- ABOUT THIS EXERCISE: In the listing below, locate the line containing "of the floral"; reproduce that line and all lines that follow it, unchanged.

------------------------------------

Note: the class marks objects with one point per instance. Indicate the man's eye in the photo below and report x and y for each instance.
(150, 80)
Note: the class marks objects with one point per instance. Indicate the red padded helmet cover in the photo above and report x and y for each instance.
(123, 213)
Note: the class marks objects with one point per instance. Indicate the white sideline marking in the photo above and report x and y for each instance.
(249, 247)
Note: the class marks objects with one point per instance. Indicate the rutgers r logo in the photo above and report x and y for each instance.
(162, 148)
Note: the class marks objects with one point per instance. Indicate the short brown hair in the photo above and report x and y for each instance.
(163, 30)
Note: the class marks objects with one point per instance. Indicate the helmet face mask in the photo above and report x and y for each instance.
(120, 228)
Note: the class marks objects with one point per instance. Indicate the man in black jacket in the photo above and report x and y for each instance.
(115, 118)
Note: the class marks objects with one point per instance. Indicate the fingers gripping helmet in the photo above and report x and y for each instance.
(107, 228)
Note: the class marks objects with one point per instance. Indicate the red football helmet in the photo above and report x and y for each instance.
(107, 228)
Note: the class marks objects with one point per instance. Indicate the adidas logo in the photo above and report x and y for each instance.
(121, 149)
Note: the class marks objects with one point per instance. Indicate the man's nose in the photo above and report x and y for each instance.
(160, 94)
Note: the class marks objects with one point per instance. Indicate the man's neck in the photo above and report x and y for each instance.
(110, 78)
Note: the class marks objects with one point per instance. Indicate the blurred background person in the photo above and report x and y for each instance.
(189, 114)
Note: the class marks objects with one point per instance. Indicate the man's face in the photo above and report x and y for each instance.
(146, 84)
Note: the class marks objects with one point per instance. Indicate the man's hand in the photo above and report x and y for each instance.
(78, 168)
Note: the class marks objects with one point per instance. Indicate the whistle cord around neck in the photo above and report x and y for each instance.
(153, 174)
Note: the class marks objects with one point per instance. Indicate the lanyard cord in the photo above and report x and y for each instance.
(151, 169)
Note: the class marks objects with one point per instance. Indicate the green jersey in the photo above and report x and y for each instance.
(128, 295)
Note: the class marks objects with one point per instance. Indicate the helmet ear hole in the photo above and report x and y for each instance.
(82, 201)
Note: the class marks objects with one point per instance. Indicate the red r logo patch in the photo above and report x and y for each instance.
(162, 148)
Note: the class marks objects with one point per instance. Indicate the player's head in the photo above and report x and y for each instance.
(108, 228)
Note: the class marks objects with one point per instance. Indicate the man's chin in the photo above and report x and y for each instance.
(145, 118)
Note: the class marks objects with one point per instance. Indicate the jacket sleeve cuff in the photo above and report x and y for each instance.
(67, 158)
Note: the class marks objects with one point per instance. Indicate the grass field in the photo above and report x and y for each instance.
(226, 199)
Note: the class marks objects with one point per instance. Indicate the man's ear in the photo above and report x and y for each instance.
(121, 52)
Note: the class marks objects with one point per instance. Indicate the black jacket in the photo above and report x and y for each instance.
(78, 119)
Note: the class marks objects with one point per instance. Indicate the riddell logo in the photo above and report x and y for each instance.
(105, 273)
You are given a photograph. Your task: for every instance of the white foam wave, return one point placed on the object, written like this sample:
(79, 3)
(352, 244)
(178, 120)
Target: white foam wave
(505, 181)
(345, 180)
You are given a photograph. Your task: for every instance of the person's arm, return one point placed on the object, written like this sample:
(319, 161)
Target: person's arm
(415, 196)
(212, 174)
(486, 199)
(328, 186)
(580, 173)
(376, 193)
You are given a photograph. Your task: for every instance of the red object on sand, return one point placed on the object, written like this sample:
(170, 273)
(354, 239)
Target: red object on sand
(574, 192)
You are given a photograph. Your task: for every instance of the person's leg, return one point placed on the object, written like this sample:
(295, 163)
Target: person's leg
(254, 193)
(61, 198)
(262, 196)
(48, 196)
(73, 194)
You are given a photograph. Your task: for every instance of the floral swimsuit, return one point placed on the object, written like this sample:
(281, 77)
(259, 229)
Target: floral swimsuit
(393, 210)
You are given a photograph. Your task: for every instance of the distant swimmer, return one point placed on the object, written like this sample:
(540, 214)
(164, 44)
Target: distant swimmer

------------------------------------

- EXPECTED OUTPUT:
You are given a photograph. Your task: for every instance of the floral swimsuit, return one point placed on the object, written like this sample:
(281, 77)
(259, 229)
Target: floral swimsuit
(393, 210)
You are given a photograph. Your task: for every instance of the distant swimmer, return one point placed on the object, written like this sample:
(540, 214)
(164, 44)
Target: distant swimmer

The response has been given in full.